[Rows from a pointing dataset]
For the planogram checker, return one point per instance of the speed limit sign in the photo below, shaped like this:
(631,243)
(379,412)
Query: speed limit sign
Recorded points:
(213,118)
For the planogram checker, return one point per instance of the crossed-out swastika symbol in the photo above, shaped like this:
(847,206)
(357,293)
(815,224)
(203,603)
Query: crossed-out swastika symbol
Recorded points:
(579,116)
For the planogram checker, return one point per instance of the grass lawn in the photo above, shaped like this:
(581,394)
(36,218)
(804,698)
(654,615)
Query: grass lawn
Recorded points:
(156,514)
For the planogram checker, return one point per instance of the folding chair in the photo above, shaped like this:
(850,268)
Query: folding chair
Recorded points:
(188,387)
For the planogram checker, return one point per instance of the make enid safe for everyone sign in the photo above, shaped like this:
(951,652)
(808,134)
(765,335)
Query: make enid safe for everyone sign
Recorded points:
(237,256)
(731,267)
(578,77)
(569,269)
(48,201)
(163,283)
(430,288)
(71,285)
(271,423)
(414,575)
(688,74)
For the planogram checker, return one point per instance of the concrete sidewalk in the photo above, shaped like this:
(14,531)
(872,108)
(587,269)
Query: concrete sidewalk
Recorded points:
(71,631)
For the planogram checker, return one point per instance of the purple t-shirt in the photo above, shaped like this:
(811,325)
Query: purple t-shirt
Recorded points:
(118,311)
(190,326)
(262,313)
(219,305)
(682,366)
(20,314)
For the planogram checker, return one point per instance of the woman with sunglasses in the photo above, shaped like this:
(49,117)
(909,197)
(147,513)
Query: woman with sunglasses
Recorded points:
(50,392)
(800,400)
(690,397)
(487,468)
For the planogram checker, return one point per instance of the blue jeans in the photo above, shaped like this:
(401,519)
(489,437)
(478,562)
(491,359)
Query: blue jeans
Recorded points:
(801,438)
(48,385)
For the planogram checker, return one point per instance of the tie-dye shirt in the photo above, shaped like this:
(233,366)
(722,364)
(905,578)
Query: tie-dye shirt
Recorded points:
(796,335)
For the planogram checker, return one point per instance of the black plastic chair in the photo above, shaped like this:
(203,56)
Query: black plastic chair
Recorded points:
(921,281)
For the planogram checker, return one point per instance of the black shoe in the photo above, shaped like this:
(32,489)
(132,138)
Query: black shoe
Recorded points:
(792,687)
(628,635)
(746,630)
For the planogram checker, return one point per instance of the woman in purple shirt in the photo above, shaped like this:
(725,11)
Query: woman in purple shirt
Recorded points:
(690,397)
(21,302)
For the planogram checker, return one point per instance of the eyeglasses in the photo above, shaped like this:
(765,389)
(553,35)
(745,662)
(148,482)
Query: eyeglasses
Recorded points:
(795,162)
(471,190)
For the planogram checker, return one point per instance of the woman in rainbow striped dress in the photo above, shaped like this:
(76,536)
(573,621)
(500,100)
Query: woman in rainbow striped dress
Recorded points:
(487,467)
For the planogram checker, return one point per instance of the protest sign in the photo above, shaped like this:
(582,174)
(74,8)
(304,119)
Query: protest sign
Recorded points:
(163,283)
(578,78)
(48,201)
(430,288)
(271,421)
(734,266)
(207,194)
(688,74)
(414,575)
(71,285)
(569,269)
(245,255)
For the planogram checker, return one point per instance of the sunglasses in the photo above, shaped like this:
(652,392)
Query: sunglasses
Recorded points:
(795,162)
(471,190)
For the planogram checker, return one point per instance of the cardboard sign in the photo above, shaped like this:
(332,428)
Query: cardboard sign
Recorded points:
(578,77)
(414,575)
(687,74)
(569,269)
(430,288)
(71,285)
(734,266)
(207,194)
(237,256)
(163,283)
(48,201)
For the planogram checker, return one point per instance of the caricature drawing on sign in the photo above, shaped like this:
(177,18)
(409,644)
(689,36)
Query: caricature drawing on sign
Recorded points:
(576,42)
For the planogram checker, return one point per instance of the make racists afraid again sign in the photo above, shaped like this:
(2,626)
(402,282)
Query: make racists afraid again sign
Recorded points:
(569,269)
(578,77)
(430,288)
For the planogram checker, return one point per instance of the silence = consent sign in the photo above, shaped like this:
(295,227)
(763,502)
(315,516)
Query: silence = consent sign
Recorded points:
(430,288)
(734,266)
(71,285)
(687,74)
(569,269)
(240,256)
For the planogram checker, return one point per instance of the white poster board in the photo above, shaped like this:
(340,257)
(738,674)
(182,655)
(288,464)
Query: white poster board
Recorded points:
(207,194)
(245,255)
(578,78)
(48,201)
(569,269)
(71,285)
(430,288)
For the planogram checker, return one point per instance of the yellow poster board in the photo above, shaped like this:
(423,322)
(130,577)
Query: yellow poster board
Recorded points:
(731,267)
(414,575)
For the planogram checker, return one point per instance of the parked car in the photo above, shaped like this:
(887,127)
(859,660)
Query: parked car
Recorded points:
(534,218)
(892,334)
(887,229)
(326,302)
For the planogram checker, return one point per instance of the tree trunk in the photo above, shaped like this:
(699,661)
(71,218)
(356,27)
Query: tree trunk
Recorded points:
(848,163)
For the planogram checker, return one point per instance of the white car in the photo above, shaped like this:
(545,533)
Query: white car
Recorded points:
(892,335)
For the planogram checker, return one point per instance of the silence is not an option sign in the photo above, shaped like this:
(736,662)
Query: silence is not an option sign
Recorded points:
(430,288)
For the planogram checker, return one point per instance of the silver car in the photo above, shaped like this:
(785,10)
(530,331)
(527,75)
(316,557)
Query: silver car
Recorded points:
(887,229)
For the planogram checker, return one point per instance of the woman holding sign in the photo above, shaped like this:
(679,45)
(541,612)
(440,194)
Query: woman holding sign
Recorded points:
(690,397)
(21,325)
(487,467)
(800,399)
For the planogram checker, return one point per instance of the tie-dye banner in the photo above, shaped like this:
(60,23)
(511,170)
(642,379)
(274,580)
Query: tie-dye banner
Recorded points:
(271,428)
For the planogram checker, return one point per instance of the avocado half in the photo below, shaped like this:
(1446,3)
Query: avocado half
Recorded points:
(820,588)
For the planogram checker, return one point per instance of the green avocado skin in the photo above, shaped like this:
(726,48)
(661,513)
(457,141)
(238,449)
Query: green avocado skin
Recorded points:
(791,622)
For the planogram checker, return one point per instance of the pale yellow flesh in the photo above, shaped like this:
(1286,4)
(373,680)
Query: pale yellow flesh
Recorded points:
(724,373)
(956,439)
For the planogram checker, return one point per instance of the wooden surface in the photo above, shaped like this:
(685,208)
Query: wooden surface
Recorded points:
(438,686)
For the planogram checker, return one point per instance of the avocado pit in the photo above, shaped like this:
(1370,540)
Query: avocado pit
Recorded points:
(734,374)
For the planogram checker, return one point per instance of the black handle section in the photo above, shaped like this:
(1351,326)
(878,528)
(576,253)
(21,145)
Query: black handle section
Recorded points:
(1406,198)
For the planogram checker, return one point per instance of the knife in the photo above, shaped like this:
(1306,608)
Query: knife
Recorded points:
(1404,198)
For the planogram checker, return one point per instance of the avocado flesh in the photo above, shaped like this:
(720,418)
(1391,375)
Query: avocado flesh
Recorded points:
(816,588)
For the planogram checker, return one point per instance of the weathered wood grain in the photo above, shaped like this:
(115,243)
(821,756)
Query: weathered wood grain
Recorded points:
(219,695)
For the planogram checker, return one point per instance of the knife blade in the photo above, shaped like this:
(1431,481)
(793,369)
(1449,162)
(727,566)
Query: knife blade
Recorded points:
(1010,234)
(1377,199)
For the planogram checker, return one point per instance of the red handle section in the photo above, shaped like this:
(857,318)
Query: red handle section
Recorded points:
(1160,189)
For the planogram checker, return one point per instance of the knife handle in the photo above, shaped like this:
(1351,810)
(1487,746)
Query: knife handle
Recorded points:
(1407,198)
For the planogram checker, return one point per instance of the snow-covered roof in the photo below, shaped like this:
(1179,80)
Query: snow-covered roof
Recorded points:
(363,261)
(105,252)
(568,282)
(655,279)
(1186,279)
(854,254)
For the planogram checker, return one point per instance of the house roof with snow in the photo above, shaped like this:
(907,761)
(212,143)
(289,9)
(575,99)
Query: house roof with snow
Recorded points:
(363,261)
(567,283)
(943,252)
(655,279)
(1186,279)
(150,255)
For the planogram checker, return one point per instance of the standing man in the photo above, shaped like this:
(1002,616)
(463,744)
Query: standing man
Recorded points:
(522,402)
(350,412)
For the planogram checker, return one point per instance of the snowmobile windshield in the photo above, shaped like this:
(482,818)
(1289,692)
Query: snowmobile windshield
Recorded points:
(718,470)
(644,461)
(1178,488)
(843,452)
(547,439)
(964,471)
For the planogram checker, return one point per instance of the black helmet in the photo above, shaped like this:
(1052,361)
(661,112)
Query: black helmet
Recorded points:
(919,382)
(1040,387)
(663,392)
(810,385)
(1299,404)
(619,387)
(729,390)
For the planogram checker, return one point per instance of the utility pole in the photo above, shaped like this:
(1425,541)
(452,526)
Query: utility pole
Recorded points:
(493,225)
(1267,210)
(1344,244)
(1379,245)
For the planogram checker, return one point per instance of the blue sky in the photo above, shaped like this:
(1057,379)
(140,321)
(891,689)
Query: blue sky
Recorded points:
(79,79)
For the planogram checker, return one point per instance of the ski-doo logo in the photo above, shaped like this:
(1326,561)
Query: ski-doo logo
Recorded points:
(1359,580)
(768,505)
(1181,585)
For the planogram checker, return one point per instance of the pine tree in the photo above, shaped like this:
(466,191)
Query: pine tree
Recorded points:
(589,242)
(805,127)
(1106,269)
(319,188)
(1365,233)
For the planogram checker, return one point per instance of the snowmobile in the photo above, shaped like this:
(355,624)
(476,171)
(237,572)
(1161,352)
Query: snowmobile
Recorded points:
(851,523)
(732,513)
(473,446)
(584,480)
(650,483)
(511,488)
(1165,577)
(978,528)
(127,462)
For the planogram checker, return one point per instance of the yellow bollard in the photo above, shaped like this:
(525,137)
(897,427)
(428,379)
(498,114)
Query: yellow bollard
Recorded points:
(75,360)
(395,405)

- **Task statement**:
Can you write out the data again from the line with "the snowmobile in" through the end of the data, keeping every request line, but with each recorded point coordinate multiplied by 0.45 and rounded to a whole number (halves up)? Leave the coordinates in the requests' format samples unchanged.

- **Exercise response**:
For the planogram checker, return one point per instance of the snowmobile in the photo above, shaped like this:
(355,624)
(476,171)
(237,572)
(1161,352)
Query: snowmobile
Recorded points:
(383,235)
(329,231)
(213,201)
(263,216)
(293,217)
(230,220)
(524,260)
(440,238)
(57,208)
For the planogram checker, return one point per instance of the yellow bollard in the photo above, shaped like this:
(525,137)
(897,427)
(428,379)
(498,114)
Query: yellow bollard
Recorded points:
(34,162)
(178,182)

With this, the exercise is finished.